**TEXTO**
==================================================

RACIOCÍNIO SEMPRE NOVO
Tem razão Lídia Jorge quando afirma que Frei Bento é alguém que “coloca o espaço de leitura e da erudição ao serviço da formulação de um raciocínio sempre novo e sempre aberto, perante a transformação imparável do Mundo, sismógrafo sensível dos terramotos sociais por que passam os nossos tempos, como um discorrer radicado na sensibilidade à mudança”. Daí a importância de aproximar Frei Bento do registo de uma escrita profética ou de uma teologia sensível à grandeza do cosmos, à magnânima fragilidade do humano, ao rosto irrepetível das multidões, à pele da História, inocente e deslumbrado como se fosse um poeta que escolheu à partida a luz do princípio iluminado e fez dele o seu método de clareza”.

==================================================

**SECÇÃO DE DADOS**
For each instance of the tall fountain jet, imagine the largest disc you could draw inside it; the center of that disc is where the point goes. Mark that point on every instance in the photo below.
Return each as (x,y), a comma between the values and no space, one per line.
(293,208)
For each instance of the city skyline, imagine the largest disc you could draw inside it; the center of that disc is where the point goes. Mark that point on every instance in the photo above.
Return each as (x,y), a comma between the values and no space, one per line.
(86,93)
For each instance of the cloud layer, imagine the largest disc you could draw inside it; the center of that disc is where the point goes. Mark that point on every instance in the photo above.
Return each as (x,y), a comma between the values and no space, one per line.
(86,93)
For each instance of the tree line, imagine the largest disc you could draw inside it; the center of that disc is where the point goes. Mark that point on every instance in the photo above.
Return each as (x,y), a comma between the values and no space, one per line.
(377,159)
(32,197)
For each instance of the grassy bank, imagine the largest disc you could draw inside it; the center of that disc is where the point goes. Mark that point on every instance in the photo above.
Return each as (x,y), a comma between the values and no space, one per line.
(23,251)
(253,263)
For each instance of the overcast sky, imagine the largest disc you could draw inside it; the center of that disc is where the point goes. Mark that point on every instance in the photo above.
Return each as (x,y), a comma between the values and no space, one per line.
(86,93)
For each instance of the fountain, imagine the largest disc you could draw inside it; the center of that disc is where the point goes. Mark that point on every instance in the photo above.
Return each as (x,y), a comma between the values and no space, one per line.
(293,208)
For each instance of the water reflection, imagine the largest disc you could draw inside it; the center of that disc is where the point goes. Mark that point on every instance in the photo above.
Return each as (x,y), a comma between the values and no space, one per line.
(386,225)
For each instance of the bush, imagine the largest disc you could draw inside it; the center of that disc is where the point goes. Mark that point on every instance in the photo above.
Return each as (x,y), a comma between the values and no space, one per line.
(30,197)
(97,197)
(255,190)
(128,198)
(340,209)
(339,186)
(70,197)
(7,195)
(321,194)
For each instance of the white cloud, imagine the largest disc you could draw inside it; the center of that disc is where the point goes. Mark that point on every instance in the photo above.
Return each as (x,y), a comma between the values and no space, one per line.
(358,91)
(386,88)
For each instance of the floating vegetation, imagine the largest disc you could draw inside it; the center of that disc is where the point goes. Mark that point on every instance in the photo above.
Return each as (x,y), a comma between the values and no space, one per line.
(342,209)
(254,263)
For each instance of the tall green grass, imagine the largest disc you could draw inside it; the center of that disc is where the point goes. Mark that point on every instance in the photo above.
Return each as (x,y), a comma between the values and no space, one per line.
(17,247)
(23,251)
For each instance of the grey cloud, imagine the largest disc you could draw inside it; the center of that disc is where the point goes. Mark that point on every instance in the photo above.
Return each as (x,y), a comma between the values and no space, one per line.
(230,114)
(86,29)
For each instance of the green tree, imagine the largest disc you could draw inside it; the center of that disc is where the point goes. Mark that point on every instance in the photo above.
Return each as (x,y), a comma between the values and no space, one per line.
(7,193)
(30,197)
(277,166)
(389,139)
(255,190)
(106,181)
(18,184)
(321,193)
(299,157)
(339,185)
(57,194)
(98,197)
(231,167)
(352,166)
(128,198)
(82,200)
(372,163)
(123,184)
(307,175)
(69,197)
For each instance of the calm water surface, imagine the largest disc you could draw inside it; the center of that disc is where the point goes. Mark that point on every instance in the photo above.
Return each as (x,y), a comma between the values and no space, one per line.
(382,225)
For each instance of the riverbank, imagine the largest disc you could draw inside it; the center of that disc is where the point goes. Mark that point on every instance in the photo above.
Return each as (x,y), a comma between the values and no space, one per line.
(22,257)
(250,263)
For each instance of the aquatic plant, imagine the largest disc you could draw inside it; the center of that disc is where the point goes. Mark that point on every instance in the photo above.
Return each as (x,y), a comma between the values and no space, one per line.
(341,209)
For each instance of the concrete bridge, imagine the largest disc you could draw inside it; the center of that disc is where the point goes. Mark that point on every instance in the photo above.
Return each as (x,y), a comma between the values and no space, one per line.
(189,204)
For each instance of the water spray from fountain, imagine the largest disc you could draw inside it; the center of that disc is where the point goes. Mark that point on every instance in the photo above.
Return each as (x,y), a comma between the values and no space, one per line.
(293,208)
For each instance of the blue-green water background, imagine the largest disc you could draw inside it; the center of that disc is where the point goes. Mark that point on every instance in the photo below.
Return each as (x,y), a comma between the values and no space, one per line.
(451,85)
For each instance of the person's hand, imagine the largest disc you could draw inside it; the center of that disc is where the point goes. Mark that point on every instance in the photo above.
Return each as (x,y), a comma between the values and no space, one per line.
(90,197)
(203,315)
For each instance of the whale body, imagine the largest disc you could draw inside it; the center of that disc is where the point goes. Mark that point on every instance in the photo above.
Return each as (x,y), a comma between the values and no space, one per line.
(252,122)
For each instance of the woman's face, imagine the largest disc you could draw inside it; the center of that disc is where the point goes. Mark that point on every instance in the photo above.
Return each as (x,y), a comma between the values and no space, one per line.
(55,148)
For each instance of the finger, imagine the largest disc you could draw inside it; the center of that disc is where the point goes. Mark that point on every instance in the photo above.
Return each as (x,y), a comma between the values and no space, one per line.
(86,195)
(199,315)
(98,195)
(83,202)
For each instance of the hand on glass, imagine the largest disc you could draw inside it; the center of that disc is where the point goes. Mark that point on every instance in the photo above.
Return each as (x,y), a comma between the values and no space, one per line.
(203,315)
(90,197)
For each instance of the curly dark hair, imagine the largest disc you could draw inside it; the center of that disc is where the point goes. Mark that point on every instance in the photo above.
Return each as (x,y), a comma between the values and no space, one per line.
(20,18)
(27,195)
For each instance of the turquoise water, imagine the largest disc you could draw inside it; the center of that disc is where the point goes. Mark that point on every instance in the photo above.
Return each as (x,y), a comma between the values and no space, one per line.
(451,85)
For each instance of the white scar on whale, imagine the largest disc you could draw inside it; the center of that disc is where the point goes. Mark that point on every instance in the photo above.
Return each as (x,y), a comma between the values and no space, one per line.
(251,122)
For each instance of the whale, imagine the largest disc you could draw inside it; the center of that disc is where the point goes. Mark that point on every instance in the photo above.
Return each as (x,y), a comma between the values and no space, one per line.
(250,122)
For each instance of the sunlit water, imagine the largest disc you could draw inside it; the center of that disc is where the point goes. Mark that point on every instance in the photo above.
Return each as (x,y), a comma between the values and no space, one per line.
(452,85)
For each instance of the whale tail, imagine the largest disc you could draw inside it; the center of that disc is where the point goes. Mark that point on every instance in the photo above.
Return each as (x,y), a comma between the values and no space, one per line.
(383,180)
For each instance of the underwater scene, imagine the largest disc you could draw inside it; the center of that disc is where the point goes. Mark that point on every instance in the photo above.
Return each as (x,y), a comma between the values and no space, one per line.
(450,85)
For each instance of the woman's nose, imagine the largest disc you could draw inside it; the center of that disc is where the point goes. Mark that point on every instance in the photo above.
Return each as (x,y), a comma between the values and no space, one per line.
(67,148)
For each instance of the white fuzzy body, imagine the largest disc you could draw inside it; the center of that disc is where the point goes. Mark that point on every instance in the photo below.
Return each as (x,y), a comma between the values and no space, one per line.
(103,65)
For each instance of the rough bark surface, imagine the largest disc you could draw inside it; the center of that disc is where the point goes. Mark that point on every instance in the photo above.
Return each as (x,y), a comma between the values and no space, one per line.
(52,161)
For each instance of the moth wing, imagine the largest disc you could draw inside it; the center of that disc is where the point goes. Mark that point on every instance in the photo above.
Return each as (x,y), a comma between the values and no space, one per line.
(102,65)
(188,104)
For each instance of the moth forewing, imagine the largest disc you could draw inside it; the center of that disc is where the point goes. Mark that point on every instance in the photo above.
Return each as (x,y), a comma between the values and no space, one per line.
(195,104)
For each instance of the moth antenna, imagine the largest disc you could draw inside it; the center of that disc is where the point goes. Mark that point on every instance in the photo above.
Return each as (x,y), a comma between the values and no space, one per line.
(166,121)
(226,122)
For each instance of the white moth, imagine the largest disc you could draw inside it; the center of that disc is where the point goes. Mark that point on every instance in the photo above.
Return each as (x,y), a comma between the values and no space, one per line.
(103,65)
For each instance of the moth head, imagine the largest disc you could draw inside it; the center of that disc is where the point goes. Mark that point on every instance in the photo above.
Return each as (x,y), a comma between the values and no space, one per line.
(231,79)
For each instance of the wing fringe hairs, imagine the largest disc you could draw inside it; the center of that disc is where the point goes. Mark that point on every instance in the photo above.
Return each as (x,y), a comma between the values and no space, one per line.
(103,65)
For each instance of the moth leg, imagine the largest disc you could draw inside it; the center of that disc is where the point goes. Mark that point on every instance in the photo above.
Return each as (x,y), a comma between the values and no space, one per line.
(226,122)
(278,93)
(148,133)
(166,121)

==================================================

Escreva a continuação do texto sobre Frei Bento, começando a seguir à última frase apresentada. Os dados não são precisos para resolver este exercício.

Que nos propõe o autor? “Porque é que dou muita importância à Teologia? Porque é o não estar na beatitude. É o não estar descansado, é o não se poder acomodar ao mundo que temos, à Igreja que temos, aos movimentos que temos. O não se acomodar é o que S. Paulo pede: não vos acomodeis a este mundo! Não vos acomodeis! O CRC neste momento tem feito um esforço para renovar as pessoas, mas a renovação é na medida em que se criem condições para poder congregar os descontentes (…). Eduardo Lourenço chamou sempre a atenção para algo que era a teologia negativa. É o não descansar. Por uma razão simples, é que nós não temos uma possibilidade de ir pelo lado de Deus a observar como Ele é. Portanto, a nossa teologia tem de dizer sempre: ‘Está bem, mas ainda não é isto, nem pode ser isto. ‘Porquê? Porque é o mistério absoluto do mundo, o mistério absoluto de Deus”. É neste sentido que as reflexões agora recordadas merecem leitura atenta.